__TEXT TO READ__
[start]
Dining out in Japan can be expensive, but if you eat like a local, meals can be as low as $5 - $10 USD / €4.23 - €8.47 EUR. Be sure to try the Japanese version of fast food. It’s inexpensive, authentic, and uniquely efficient (most ordering is done at a vending machine).
Additional Tips for Eating in Japan on a Budget
- Drink tap water instead of buying bottled water. It’s safe everywhere in Japan.
- Shop at the grocery store after normal dinner hours. You’ll find massive discounts on prepared meals and sushi that will allow you to try a variety of new Japanese foods for a low price.
- Visit that restaurant you’re dying to try at lunchtime. Many restaurants offer deals on their lunch menus.
- Don’t be afraid of Japanese convenience stores. Unlike convenience stores in the U.S., they are a staple of Japanese life. The food is fresh and they are on nearly every street corner in Japan. A cup of coffee or a latte is around ¥100 JPY (about $0.91 USD / €0.77 EUR). Plus, onigiri (rice triangles with various fillings) are about ¥200 JPY ($1.81 USD / €1.54 EUR) and make a great breakfast or snack in between meals.
- Keep your eyes open for a one-coin bar. One-coin bars offer a variety of drinks for a single 500-yen coin (about $4.54 USD / €3.85 EUR).
[end]
__AIM A__
In the text on eating in Japan on a budget, what is the price of a drink at a one-coin bar?
__AIM B__
Carry on the text about eating in Japan on a budget, starting after its last tip.
The listing that follows the text comes from a separate source.

__RECORDS__
[start]
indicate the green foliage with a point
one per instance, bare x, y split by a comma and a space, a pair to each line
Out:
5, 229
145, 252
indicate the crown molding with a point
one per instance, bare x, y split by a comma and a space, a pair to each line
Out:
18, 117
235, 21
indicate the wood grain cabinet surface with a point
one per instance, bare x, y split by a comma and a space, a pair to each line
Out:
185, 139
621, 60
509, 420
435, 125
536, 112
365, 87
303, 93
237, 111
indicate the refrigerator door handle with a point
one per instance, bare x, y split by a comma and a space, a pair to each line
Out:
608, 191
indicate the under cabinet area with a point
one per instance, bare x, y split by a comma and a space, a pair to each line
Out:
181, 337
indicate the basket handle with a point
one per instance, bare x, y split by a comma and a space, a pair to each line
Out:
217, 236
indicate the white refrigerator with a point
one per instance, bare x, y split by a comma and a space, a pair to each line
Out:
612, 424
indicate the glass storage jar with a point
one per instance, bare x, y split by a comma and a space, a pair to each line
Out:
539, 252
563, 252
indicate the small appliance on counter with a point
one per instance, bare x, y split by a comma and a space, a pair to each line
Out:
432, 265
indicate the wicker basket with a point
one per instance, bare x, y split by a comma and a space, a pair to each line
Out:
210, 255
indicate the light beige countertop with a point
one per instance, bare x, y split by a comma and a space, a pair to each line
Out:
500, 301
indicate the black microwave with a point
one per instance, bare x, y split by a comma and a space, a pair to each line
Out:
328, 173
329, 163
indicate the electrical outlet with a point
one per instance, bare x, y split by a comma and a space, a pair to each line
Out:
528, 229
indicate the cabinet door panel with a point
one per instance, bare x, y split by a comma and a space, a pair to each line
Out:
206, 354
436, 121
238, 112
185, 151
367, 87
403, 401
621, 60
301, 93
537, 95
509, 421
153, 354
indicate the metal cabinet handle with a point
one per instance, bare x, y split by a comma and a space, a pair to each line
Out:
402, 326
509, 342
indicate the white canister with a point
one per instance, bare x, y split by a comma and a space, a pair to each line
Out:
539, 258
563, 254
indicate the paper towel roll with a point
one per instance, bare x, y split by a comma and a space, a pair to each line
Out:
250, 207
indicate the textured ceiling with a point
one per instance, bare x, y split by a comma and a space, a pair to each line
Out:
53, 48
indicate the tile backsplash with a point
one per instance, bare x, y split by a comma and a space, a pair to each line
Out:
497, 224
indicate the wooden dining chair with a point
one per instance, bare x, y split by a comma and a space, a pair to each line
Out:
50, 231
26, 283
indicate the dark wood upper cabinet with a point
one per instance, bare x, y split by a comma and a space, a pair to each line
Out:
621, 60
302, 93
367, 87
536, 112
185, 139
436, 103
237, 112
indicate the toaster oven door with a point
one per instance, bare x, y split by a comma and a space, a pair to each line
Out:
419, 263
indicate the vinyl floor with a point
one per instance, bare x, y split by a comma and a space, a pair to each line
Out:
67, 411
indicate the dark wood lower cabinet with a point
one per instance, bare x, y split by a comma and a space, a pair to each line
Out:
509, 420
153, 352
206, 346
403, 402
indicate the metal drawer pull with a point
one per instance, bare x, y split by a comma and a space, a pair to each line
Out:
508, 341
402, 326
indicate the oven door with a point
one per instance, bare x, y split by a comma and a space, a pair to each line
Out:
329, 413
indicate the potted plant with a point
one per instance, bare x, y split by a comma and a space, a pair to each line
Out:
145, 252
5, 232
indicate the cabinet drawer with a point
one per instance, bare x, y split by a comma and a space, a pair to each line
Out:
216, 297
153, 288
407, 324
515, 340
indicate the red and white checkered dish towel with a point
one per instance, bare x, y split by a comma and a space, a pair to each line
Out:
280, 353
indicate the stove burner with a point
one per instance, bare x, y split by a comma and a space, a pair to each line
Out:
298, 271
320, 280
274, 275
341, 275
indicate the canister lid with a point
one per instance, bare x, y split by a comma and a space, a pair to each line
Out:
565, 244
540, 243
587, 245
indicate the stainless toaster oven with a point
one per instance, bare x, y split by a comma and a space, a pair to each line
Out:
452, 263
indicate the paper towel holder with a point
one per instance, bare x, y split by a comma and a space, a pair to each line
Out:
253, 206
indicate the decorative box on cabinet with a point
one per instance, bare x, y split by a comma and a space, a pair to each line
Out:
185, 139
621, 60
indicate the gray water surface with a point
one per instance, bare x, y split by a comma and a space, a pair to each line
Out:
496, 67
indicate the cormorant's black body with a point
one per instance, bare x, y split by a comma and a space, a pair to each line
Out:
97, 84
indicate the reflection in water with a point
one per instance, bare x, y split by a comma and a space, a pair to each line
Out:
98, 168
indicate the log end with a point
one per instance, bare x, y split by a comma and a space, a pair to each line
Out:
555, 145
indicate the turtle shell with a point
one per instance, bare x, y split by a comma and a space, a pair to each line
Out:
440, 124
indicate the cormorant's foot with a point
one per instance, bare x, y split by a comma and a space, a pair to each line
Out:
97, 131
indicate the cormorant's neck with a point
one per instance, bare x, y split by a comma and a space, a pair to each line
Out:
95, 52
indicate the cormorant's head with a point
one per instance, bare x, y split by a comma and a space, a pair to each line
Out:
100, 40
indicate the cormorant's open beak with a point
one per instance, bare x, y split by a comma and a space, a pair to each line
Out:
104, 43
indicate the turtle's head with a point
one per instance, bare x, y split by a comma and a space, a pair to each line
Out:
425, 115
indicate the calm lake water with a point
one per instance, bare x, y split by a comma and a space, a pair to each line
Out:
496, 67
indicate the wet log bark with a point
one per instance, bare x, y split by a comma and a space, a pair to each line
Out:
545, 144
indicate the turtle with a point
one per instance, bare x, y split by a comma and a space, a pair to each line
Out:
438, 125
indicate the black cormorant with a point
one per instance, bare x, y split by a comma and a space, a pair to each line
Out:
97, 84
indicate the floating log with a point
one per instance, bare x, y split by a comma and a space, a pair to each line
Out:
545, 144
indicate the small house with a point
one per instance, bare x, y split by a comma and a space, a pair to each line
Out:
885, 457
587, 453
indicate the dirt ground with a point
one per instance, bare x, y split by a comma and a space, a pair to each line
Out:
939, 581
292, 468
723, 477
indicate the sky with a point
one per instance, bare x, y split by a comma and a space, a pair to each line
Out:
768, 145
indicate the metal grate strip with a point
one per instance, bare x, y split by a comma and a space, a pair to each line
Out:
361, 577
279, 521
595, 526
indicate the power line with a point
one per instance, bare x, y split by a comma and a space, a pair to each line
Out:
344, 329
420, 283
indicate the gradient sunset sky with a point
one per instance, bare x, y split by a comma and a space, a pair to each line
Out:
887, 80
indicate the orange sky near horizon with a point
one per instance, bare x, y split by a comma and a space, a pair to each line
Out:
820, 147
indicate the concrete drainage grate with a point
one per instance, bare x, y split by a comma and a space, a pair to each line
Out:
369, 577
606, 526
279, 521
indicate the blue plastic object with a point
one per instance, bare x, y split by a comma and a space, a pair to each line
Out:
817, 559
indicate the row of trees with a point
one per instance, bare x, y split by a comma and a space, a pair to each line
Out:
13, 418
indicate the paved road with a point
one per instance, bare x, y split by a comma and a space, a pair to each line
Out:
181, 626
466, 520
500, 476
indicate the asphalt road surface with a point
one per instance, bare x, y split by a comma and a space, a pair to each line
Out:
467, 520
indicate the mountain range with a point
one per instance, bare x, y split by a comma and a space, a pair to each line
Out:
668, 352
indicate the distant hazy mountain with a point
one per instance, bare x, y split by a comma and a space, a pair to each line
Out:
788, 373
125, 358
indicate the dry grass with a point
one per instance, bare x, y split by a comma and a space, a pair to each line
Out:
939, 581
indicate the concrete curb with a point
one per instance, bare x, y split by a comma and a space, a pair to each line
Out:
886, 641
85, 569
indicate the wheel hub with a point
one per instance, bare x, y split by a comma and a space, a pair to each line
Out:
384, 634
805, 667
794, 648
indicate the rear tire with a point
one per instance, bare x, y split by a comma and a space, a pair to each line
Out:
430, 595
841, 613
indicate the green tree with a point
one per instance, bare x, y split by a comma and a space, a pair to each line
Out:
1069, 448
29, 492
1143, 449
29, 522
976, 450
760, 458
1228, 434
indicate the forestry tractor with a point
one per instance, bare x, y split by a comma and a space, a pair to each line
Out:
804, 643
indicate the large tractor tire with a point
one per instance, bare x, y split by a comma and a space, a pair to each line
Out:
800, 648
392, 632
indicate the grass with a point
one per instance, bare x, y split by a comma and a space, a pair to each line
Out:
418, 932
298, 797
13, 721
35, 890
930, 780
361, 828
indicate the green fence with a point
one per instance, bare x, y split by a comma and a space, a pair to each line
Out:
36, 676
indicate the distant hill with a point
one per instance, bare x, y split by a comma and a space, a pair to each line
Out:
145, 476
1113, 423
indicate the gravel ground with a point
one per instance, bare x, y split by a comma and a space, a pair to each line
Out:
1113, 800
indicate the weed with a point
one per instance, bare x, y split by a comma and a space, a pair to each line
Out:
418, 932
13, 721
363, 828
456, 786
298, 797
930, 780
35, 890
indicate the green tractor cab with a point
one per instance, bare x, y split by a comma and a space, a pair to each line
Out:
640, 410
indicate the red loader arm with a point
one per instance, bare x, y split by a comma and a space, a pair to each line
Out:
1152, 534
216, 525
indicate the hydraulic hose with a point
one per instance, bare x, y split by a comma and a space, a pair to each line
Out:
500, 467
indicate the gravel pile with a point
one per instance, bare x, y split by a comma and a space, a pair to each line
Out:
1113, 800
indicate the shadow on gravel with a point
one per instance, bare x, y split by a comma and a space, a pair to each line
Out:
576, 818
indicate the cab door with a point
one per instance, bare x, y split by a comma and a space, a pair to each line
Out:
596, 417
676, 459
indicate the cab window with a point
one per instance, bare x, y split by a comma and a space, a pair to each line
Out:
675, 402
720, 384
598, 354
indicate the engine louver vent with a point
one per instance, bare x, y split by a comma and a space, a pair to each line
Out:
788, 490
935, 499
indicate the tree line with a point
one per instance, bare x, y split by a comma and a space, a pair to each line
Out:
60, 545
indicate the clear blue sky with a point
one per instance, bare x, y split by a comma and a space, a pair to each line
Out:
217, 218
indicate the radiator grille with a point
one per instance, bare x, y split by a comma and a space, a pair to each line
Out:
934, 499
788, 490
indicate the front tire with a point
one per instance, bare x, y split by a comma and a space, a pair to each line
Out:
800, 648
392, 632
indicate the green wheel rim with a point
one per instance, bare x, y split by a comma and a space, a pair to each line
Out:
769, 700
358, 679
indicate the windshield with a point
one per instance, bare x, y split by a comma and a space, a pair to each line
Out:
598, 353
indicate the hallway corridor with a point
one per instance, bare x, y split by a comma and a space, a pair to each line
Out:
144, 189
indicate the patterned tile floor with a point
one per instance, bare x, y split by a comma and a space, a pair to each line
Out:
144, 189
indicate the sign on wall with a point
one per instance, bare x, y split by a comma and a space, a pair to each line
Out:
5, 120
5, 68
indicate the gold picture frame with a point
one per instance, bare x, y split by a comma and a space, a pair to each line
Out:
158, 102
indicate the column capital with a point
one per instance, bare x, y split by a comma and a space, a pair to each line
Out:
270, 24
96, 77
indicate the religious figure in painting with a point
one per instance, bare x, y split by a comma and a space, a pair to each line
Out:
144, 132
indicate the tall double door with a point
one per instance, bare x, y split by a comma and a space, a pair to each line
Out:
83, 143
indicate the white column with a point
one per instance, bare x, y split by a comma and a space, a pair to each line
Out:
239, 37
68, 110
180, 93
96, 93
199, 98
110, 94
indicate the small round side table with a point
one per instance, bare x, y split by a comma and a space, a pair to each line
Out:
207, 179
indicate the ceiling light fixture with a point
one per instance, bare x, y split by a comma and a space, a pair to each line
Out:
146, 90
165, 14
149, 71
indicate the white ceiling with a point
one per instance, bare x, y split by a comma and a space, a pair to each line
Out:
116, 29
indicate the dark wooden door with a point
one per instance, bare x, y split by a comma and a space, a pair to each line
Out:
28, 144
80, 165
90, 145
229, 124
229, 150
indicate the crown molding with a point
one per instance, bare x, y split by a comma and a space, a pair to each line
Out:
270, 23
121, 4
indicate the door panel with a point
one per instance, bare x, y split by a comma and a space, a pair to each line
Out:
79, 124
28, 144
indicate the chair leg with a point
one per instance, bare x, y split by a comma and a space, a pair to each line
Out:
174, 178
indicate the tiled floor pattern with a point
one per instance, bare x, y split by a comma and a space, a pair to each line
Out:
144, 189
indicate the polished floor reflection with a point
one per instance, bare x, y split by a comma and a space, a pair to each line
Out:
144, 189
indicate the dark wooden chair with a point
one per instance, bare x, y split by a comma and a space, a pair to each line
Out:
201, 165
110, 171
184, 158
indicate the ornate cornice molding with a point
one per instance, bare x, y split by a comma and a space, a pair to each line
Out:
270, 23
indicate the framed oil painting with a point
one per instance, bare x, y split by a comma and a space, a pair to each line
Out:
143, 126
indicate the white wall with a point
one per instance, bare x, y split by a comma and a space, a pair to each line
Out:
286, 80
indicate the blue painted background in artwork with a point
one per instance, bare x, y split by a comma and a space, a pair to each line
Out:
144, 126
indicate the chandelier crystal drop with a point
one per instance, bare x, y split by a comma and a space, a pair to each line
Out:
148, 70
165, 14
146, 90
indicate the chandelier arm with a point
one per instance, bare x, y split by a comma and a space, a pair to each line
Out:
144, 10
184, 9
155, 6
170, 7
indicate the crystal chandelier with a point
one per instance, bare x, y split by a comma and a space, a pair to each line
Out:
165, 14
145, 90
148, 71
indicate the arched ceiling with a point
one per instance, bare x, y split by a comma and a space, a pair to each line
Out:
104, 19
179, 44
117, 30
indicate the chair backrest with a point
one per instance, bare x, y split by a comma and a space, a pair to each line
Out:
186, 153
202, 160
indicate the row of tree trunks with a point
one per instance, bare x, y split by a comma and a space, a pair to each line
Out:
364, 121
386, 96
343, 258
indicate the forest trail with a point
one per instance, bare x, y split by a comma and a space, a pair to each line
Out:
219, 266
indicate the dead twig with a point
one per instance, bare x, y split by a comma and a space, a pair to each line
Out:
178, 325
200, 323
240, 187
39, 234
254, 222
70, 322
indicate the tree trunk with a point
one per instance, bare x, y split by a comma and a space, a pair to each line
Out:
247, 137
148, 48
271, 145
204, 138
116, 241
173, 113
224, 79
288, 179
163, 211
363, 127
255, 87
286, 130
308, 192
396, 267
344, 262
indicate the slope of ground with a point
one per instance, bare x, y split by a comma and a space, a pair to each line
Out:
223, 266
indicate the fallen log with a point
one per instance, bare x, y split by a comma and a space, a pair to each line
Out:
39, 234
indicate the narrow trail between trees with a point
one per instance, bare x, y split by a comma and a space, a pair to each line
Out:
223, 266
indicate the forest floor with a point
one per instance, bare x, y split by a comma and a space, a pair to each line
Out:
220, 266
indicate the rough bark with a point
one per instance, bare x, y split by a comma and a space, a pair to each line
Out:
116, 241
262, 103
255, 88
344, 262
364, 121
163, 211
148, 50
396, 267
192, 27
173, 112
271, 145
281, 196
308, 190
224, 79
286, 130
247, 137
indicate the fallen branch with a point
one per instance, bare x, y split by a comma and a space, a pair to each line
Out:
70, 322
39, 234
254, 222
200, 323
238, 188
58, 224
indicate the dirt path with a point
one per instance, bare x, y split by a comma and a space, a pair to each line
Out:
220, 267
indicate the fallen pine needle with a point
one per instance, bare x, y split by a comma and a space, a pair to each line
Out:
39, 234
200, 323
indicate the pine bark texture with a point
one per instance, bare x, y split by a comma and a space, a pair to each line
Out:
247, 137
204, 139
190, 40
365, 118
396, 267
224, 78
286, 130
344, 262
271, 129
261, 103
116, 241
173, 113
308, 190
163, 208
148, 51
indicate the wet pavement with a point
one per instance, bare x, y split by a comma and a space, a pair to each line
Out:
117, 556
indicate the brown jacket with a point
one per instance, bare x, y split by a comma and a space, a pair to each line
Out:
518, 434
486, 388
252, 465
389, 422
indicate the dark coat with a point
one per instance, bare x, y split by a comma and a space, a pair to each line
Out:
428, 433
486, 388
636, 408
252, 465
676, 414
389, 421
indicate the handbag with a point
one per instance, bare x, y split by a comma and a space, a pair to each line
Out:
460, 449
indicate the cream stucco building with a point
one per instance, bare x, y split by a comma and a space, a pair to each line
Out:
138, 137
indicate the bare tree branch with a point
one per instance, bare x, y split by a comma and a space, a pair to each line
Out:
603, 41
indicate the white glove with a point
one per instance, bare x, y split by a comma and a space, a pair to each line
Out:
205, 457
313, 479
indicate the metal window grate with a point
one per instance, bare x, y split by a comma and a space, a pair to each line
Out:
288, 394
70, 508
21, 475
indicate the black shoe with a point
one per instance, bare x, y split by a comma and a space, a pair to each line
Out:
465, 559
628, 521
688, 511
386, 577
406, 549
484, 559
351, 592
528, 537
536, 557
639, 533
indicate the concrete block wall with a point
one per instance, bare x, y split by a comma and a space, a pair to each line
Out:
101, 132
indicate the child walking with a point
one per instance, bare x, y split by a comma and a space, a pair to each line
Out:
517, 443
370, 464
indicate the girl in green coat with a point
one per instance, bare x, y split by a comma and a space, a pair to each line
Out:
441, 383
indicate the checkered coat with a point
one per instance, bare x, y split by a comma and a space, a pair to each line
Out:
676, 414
[end]
__EXERCISE OUTPUT A__
A drink costs a single 500-yen coin, about $4.54 USD / €3.85 EUR.

__EXERCISE OUTPUT B__
Budget-Friendly Activities in Japan
Save some money on transportation, get some exercise, and fight off jet lag by walking around one of Japan’s main cities. Larger Japanese cities like Tokyo and Kyoto are easily walkable, and you’ll see more than you would from a train, bus, or plane.
Below are some free or nearly-free attractions in Tokyo, Osaka, and Kyoto that will keep your travel in Japan as cheap and rewarding as possible:
Low-Cost Attractions in Tokyo
- Take in an impressive view of the city from the Tokyo Skytree. Tickets range from ¥1,030 - ¥4,000 JPY (about $9.35 - $36.30 USD / €7.92 - €30.77 EUR). The base of the Skytree houses Tokyo Solamachi, a massive mall made up of specialty shops. Feel free to window shop or pick up some cheap souvenirs!
- Visit the Meiji Jingu Shrine and Yoyogi Park to reflect on the history of Japan. Both offer free admission.
- Stroll along the streets of Harajuku for a great slice-of-life view of Tokyo.
- Soak in the essence of Japanese culture at Shibuya crossing. Here you can people watch, visit the Hachiko statue, and catch a glimpse of one of the busiest intersections in the world.
- Take a Sunday picnic to Inokashira Park for an escape from the hustle and bustle of the city.
- Enjoy a sunset view of Tokyo for free from the Shinjuku Government Building observation deck. On a clear day, you’ll be able to spot Mt. Fuji!
- Enjoy unsurpassed serenity in Kiyosumi Garden. This quintessential, traditional Japanese garden is located in the heart of Tokyo. Admission is only about ¥150 JPY (about $1.36 USD / €1.15 EUR).
- Visit the Edo-Tokyo Museum for a spectacular look at Tokyo’s history. The museum includes a reconstructed life-size Edo-style town. Tickets to the museum are ¥600 JPY (about $5.44 USD / €4.62 EUR).
PRO TIP: Get the Tokyo City Guide and discover more things to do, where to stay, and how to get around in Tokyo!
Worth-It Splurges in Tokyo
- Grutto Pass – With free or discounted entrance to 92 of Tokyo’s most impressive museums, this pass easily pays for itself. It only costs ¥2,200 JPY (about $19.96 USD / €16.92 EUR).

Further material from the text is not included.